[Given task 1] In the operations passage, what should be done when a venue outage occurs?
[Given task 2] Can you translate this sentence from the operations passage into Spanish: "Disable external routing, cancel resting quotes, restart with conservative parameters."
[Given task 3] Carry the operations passage forward from its last line, adding a few more entries in the same terse style.

[Text passage]
What to do when reality misbehaves.

  • Chain congestion: raise fee caps and lower bot frequency; keep books online.

  • Venue outage: fail closed on routing; internal bot only.

  • Price shocks: widen bands temporarily and increase inventory cap within risk policy.

Rollback

Safe retreat plan if a change backfires.

  • Disable external routing, cancel resting quotes, restart with conservative parameters.

  • Communicate status to support and update status page if user impact is visible.

Monitoring & alerts

The small set of alerts that matter—each tied to an action.

  • Spread > target for more than T minutes.

  • Top‑of‑book depth < threshold.

  • Quote presence < 98%.

  • Inventory > cap.

  • Venue health failing or high reject rate.

  • Execution slippage > X bps vs reference.

[Material]
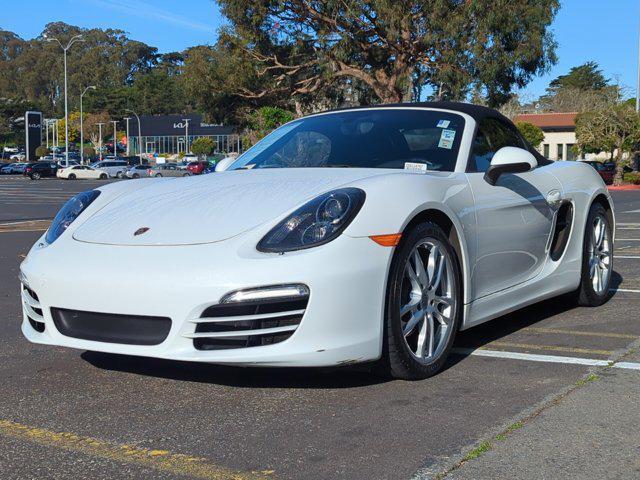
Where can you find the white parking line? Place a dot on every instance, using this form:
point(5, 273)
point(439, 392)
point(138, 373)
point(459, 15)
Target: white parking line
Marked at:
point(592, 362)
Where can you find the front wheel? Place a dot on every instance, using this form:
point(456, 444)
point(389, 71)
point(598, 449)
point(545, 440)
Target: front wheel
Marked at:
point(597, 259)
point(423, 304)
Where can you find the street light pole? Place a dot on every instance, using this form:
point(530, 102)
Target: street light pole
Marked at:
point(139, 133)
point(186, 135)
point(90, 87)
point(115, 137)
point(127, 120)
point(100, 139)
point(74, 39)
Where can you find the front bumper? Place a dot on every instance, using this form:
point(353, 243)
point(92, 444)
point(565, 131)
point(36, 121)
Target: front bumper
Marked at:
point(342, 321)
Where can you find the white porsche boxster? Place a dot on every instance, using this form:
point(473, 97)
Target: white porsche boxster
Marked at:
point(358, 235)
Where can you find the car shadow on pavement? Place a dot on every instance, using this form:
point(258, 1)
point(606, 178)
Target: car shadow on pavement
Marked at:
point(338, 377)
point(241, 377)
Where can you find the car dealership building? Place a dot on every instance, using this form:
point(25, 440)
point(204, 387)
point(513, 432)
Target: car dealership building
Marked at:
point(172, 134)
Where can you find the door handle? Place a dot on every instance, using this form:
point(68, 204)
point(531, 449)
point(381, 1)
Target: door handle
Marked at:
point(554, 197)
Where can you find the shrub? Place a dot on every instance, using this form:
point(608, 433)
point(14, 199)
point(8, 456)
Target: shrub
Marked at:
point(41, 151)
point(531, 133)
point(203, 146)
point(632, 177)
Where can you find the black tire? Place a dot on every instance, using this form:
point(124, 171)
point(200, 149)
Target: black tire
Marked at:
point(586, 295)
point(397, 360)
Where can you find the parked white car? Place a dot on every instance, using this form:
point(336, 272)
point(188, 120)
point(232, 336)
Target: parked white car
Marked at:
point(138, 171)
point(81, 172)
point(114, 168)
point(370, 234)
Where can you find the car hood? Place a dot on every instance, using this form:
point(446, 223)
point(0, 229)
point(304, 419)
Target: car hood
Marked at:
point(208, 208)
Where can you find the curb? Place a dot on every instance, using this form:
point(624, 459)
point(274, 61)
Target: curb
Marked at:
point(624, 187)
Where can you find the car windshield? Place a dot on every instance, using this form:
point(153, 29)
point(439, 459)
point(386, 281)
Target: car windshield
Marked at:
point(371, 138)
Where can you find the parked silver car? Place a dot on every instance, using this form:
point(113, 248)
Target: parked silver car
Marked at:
...
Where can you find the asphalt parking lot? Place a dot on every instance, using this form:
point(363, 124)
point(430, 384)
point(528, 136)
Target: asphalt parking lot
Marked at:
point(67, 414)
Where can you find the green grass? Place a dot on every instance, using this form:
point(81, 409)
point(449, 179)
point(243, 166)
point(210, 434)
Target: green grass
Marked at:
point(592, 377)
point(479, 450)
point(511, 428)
* * *
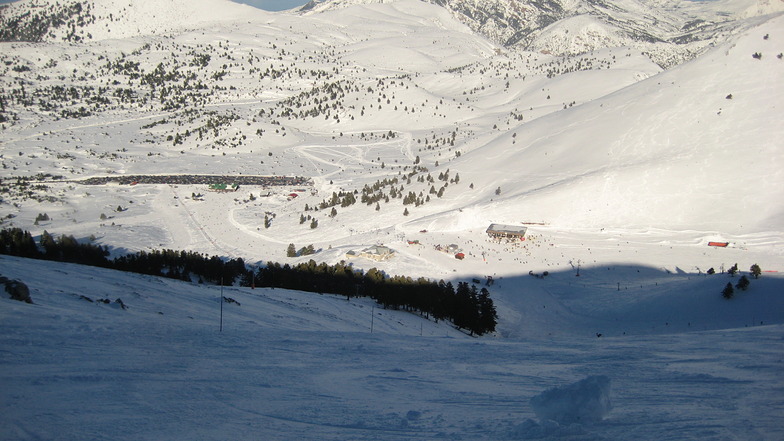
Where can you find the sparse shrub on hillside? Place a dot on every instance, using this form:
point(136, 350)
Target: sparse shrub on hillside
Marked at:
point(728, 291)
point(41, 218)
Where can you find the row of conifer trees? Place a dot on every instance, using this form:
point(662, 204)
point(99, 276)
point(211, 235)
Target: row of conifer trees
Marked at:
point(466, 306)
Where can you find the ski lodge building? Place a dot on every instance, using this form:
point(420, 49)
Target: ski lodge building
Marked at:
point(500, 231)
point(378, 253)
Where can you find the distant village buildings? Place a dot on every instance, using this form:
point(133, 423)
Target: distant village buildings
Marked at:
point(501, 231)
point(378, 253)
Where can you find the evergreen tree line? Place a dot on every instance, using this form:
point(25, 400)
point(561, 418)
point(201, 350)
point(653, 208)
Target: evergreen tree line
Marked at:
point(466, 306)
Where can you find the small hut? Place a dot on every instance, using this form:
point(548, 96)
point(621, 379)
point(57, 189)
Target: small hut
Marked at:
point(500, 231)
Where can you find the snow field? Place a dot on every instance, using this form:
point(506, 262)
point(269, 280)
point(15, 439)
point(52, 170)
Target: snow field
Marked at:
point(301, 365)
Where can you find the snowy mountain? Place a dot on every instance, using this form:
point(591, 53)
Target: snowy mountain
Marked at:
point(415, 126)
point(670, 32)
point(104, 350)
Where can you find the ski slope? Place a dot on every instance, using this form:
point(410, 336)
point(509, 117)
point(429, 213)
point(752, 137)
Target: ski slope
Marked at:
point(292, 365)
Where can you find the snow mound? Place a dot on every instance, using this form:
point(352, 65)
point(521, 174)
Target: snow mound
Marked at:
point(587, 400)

[Final answer 1] Fail closed on routing and run the internal bot only.

[Final answer 2] Desactivar el enrutamiento externo, cancelar las cotizaciones en reposo, reiniciar con parámetros conservadores.

[Final answer 3]
Checklist

Before you call a market “ready,” confirm these are ticked.

  • Market Maker Bot connected via API and meeting spread/depth targets.

  • External routing configured and healthy.

  • BTC‑USDT and ETH‑USDT set as anchor pairs with stricter bands.

  • Enterprise routing profile evaluated for growth.

  • Incentives live for makers; tracked for ROI.

  • Alerts wired for spread, depth, presence, inventory, venue health.

  • Weekly review of spread bands and thresholds.
  • Hedging strategy is in place and that clear rebalancing process is worked out.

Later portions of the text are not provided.